Set exercise A:
Substitute "leopard" for "tiger" in the records, starting at the line that contains "Exercise. Mark the dirt" and continuing through the end of the records. Return only those lines, with nothing else altered.

Document section:
──────────

|
|
Archives of the TeradataForum
Message Posted: Wed, 05 Nov 2003 @ 19:51:01 GMT
Subj: | | Re: Data profiling |
|
From: | | Jim Downey |
You can use a stored procedure to do this, but I have used the following code in the past:
**** this is the DDL for the table that holds the results:
CREATE SET TABLE development.statistics ,NO FALLBACK ,
NO BEFORE JOURNAL,
NO AFTER JOURNAL
(
Statistic_Dt DATE FORMAT 'yyyy-mm-dd',
Statistic_Tm FLOAT,
Statistic_Type_Ds VARCHAR(50) CHARACTER SET UNICODE NOT CASESPECIFIC,
Database_Nm VARCHAR(50) CHARACTER SET UNICODE NOT CASESPECIFIC,
Table_Nm VARCHAR(50) CHARACTER SET UNICODE NOT CASESPECIFIC,
Column_Nm VARCHAR(50) CHARACTER SET UNICODE NOT CASESPECIFIC,
Column_Value_Ds VARCHAR(50) CHARACTER SET LATIN NOT CASESPECIFIC,
Statistic_Ct INTEGER)
PRIMARY INDEX ( Statistic_Tm );
*** This is the code that writes the value and the number of rows with that value:
*** Change the where clause so you generate only code for the databases, tables you are interested in.
*** Run this code and then run the code it generates.
/*
STATISTIC TYPE = VALUE_ROW_CT
DESCRIPTION:
THIS COUNTS THE ROWS FOR EACH VALUE IN EACH COLUMN.

──────────

Data for processing:
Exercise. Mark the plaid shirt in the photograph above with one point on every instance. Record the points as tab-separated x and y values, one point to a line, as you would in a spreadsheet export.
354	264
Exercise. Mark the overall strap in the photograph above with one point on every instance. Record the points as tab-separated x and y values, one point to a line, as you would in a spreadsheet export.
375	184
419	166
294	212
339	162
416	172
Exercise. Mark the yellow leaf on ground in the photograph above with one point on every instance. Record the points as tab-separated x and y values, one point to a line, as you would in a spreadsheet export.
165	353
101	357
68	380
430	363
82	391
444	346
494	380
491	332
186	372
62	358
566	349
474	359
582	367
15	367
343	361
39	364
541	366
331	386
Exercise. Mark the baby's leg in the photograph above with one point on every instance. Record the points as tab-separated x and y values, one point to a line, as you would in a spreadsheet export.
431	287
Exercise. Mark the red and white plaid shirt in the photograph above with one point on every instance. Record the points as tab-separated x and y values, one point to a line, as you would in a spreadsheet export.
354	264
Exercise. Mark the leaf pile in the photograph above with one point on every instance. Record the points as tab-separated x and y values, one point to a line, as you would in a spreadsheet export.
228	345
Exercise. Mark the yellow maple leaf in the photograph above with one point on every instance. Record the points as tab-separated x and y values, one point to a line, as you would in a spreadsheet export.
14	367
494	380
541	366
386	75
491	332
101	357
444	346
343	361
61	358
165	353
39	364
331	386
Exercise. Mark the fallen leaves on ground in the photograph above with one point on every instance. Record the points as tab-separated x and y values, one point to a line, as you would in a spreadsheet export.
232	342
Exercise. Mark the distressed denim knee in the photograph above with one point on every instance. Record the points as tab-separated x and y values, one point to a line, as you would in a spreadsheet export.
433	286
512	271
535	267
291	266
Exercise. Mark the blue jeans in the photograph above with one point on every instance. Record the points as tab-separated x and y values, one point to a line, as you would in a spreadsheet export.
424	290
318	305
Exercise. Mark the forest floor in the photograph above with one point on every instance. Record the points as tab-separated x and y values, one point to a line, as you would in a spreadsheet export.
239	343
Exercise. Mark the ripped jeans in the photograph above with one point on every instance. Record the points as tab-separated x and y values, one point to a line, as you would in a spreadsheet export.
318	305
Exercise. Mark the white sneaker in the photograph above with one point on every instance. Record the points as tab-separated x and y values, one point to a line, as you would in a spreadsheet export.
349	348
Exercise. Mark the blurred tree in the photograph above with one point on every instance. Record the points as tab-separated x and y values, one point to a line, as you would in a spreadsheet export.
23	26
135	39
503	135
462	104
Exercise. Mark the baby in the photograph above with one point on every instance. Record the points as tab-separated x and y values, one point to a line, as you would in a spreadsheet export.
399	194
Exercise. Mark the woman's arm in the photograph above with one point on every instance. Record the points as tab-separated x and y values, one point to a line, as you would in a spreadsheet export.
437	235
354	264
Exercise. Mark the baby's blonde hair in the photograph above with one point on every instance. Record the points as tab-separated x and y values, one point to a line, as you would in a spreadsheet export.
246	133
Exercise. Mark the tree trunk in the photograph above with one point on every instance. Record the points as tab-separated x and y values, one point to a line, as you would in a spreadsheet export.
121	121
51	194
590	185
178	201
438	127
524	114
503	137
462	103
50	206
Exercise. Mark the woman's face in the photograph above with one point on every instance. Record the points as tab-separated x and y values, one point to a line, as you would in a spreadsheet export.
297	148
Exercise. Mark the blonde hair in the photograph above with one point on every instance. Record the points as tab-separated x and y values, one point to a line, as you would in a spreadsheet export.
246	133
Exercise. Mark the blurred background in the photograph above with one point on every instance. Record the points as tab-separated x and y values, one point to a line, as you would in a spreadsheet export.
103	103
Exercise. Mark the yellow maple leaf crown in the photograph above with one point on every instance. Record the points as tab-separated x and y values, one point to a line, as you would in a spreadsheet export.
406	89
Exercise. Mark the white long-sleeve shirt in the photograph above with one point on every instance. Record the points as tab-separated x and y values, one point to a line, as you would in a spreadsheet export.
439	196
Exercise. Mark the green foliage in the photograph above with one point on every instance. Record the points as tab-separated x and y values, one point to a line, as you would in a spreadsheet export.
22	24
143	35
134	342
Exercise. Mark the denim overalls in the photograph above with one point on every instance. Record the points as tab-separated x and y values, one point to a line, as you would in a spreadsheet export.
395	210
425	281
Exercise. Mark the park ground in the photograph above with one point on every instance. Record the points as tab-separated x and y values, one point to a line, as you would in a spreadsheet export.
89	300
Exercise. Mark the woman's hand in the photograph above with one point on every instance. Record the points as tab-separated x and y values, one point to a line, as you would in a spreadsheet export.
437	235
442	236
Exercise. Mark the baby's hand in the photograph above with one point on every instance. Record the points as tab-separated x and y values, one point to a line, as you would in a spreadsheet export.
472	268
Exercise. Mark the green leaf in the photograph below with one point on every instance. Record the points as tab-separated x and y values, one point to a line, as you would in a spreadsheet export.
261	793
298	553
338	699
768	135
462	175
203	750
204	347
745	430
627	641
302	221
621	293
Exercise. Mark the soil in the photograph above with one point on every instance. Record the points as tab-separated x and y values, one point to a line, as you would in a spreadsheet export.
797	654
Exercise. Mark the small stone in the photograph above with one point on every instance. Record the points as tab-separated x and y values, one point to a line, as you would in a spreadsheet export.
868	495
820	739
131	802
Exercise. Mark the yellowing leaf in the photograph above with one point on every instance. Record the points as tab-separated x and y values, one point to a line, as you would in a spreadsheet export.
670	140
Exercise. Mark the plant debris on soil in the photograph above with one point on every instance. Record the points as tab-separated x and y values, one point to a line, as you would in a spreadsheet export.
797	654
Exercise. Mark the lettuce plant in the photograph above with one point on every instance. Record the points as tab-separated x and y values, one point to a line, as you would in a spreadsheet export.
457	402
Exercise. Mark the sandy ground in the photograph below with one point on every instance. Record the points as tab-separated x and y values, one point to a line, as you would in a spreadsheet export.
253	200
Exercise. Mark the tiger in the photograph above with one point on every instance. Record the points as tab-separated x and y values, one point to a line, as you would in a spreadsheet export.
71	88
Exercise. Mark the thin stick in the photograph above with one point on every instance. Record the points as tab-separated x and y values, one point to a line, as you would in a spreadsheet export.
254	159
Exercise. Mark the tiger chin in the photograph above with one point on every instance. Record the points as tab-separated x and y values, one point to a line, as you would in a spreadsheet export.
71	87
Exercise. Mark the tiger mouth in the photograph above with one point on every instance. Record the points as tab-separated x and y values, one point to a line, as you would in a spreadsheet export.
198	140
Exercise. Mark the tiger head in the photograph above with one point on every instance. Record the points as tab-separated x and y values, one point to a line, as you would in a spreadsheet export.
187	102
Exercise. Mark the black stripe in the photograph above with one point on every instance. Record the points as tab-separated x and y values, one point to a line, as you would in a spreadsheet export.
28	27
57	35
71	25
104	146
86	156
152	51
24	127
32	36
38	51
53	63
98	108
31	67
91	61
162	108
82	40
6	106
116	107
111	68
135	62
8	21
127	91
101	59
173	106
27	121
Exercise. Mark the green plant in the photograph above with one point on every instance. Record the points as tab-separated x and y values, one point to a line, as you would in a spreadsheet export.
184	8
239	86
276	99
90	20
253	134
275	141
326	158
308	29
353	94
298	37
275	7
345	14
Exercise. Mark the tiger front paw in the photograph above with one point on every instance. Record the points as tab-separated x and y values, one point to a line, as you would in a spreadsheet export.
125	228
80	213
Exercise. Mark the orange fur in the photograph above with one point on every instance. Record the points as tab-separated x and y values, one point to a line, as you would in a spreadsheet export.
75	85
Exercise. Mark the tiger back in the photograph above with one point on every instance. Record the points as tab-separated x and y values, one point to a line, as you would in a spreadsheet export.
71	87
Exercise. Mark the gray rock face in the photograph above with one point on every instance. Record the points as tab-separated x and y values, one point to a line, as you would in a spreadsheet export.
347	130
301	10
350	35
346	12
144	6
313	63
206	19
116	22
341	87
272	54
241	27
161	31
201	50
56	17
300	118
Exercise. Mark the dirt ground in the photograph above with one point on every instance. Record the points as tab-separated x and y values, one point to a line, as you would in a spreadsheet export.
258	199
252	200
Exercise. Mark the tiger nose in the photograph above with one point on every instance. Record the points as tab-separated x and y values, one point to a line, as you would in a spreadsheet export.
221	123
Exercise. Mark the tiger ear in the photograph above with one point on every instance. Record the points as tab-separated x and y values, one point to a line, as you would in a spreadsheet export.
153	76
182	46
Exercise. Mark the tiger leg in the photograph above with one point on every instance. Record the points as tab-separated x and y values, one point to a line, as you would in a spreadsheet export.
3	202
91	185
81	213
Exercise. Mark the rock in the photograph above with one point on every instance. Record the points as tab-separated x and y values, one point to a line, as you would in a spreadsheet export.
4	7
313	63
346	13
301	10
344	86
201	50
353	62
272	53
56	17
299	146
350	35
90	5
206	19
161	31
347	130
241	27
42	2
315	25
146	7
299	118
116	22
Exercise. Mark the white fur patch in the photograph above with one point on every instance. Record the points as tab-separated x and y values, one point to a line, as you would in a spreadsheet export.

──────────

Set exercise B:
Reproduce the data profiling post word for word, beginning at the words "PRIMARY INDEX ( Statistic_Tm" and stopping after "IN EACH COLUMN.".

Exercise solution A:
Exercise. Mark the dirt ground in the photograph above with one point on every instance. Record the points as tab-separated x and y values, one point to a line, as you would in a spreadsheet export.
258	199
252	200
Exercise. Mark the leopard nose in the photograph above with one point on every instance. Record the points as tab-separated x and y values, one point to a line, as you would in a spreadsheet export.
221	123
Exercise. Mark the leopard ear in the photograph above with one point on every instance. Record the points as tab-separated x and y values, one point to a line, as you would in a spreadsheet export.
153	76
182	46
Exercise. Mark the leopard leg in the photograph above with one point on every instance. Record the points as tab-separated x and y values, one point to a line, as you would in a spreadsheet export.
3	202
91	185
81	213
Exercise. Mark the rock in the photograph above with one point on every instance. Record the points as tab-separated x and y values, one point to a line, as you would in a spreadsheet export.
4	7
313	63
346	13
301	10
344	86
201	50
353	62
272	53
56	17
299	146
350	35
90	5
206	19
161	31
347	130
241	27
42	2
315	25
146	7
299	118
116	22
Exercise. Mark the white fur patch in the photograph above with one point on every instance. Record the points as tab-separated x and y values, one point to a line, as you would in a spreadsheet export.

Exercise solution B:
PRIMARY INDEX ( Statistic_Tm );
*** This is the code that writes the value and the number of rows with that value:
*** Change the where clause so you generate only code for the databases, tables you are interested in.
*** Run this code and then run the code it generates.
/*
STATISTIC TYPE = VALUE_ROW_CT
DESCRIPTION:
THIS COUNTS THE ROWS FOR EACH VALUE IN EACH COLUMN.